_Task statement_
An exact, word-for-word copy of the entries is required, beginning at the line that contains "166L276 172L335 175L366" and ending at the last line, both included.

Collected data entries
-----
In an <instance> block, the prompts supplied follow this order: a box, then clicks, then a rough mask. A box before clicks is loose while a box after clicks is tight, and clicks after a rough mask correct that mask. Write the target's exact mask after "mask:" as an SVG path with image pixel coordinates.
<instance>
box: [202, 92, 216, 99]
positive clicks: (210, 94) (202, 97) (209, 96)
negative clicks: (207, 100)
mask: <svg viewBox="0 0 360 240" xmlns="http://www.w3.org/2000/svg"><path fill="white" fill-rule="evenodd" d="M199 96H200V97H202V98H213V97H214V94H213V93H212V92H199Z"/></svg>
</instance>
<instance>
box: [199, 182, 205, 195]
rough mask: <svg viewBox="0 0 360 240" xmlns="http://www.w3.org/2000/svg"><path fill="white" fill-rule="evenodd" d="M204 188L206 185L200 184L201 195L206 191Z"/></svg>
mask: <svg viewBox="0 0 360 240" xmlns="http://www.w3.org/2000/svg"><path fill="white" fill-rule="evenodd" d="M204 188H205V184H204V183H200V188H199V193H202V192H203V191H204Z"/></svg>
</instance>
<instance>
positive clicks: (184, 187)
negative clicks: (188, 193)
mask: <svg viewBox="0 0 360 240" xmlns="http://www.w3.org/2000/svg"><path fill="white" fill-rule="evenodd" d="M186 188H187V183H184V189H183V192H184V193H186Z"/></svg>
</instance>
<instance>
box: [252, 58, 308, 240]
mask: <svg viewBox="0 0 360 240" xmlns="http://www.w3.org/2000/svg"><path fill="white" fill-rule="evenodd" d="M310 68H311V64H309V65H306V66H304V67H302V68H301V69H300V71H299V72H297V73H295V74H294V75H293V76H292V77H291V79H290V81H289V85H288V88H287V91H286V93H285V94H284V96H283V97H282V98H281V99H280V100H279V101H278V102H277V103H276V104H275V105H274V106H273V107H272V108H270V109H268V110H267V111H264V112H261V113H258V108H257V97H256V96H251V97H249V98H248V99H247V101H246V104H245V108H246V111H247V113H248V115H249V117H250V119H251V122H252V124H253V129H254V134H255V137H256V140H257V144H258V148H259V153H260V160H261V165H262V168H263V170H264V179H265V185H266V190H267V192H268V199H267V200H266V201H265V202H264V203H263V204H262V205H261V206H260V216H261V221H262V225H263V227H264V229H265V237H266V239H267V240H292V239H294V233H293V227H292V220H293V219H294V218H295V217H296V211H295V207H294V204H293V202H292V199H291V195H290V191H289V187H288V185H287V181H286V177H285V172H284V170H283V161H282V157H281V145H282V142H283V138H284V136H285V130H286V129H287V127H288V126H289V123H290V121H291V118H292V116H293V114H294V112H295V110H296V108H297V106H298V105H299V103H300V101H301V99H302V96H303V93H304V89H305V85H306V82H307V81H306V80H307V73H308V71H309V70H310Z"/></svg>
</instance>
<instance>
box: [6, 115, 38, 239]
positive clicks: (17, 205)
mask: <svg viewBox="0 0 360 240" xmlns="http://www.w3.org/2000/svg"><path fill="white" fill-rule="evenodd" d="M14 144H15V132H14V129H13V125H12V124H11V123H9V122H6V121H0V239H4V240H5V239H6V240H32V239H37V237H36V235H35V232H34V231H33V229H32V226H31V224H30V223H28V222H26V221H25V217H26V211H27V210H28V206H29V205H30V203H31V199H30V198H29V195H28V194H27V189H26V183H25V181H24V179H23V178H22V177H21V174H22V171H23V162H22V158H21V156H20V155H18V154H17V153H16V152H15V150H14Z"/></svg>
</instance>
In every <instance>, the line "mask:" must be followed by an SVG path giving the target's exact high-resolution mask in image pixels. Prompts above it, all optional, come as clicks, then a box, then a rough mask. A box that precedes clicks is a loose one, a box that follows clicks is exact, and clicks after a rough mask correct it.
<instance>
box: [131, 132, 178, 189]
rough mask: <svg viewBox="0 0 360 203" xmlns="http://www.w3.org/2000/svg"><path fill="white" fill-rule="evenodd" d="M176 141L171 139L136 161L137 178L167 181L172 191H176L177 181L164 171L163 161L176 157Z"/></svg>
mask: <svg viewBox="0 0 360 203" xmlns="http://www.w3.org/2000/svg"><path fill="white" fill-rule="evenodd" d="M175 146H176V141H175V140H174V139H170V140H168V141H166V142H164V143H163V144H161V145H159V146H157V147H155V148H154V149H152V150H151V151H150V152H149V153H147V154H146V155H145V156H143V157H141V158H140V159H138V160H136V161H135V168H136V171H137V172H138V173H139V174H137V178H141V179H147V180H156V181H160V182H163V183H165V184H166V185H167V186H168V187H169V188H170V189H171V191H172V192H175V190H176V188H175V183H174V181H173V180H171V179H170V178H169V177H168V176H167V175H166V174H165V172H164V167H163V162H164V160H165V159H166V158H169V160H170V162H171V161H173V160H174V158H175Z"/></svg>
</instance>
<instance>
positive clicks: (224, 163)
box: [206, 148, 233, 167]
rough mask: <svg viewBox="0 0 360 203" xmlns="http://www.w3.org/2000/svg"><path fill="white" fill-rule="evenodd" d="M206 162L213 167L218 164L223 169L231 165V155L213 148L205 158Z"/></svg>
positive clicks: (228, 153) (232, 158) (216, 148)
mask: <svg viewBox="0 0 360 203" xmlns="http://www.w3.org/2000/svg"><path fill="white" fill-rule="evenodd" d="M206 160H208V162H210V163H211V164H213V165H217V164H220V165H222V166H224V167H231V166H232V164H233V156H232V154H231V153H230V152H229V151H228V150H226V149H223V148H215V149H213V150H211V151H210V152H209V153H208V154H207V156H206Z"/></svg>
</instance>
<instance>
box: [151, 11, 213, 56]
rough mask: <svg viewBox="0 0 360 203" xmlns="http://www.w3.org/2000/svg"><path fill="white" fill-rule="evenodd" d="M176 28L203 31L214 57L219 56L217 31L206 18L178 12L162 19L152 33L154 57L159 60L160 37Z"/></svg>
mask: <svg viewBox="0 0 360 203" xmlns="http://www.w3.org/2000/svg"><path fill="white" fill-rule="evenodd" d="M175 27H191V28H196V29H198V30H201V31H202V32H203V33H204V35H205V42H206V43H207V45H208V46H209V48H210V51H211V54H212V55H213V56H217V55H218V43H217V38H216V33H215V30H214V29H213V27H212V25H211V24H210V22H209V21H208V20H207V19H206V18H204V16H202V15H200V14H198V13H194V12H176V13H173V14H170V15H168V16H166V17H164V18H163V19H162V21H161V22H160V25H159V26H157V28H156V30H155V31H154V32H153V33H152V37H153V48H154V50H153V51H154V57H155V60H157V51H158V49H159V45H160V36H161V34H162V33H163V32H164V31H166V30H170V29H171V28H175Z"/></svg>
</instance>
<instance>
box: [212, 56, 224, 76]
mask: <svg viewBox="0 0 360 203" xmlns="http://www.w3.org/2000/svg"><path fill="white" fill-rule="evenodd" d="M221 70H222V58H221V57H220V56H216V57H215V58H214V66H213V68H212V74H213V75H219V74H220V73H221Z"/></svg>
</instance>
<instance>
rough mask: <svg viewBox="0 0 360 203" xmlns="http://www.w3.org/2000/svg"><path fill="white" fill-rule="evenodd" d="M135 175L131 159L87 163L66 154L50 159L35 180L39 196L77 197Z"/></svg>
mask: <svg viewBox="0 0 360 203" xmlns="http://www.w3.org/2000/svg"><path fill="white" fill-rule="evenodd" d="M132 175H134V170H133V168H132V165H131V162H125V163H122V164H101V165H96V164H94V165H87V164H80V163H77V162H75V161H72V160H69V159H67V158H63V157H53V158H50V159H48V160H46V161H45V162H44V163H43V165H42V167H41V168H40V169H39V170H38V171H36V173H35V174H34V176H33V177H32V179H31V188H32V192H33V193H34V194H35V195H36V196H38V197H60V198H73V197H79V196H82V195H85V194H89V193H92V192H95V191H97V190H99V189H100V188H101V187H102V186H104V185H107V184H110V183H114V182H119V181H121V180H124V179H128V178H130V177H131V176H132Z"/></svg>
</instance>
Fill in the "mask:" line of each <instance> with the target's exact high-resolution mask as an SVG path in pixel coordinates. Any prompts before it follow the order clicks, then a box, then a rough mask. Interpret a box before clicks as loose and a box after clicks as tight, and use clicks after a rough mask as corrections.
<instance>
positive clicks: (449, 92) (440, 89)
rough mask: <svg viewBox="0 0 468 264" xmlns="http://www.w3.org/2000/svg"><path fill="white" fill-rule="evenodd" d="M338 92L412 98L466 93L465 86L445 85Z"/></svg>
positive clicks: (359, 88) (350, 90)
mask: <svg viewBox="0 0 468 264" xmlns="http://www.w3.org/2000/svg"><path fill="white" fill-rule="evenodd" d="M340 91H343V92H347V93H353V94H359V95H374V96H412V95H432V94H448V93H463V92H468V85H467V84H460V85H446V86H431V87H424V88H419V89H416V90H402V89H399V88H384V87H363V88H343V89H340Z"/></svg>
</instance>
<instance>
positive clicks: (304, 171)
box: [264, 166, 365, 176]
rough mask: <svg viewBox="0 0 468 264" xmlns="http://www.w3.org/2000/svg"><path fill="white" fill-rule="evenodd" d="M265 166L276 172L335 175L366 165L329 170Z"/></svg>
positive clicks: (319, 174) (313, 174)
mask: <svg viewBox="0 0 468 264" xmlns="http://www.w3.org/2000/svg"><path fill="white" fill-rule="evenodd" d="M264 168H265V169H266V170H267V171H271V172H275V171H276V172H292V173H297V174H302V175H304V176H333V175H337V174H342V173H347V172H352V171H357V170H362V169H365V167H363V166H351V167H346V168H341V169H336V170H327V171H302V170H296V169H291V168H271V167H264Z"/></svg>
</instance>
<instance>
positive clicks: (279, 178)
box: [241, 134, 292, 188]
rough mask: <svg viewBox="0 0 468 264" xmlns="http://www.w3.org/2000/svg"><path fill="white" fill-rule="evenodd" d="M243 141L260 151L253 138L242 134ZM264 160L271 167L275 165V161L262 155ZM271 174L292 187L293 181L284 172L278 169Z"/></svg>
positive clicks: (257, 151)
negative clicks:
-----
_Your solution_
rough mask: <svg viewBox="0 0 468 264" xmlns="http://www.w3.org/2000/svg"><path fill="white" fill-rule="evenodd" d="M265 166L276 172L335 175L366 165L329 170Z"/></svg>
positive clicks: (319, 174) (313, 174)
mask: <svg viewBox="0 0 468 264" xmlns="http://www.w3.org/2000/svg"><path fill="white" fill-rule="evenodd" d="M264 168H265V169H266V170H267V171H271V172H275V171H276V172H292V173H297V174H302V175H304V176H333V175H337V174H342V173H347V172H352V171H357V170H362V169H365V167H363V166H351V167H346V168H341V169H336V170H327V171H302V170H296V169H291V168H271V167H264Z"/></svg>
</instance>
<instance>
positive clicks: (279, 178)
box: [241, 134, 292, 188]
rough mask: <svg viewBox="0 0 468 264" xmlns="http://www.w3.org/2000/svg"><path fill="white" fill-rule="evenodd" d="M243 141L260 151L253 138L242 134ZM264 160L271 167L275 165V161L262 155ZM271 174L292 187L293 181L284 172L278 169Z"/></svg>
positive clicks: (257, 151)
negative clicks:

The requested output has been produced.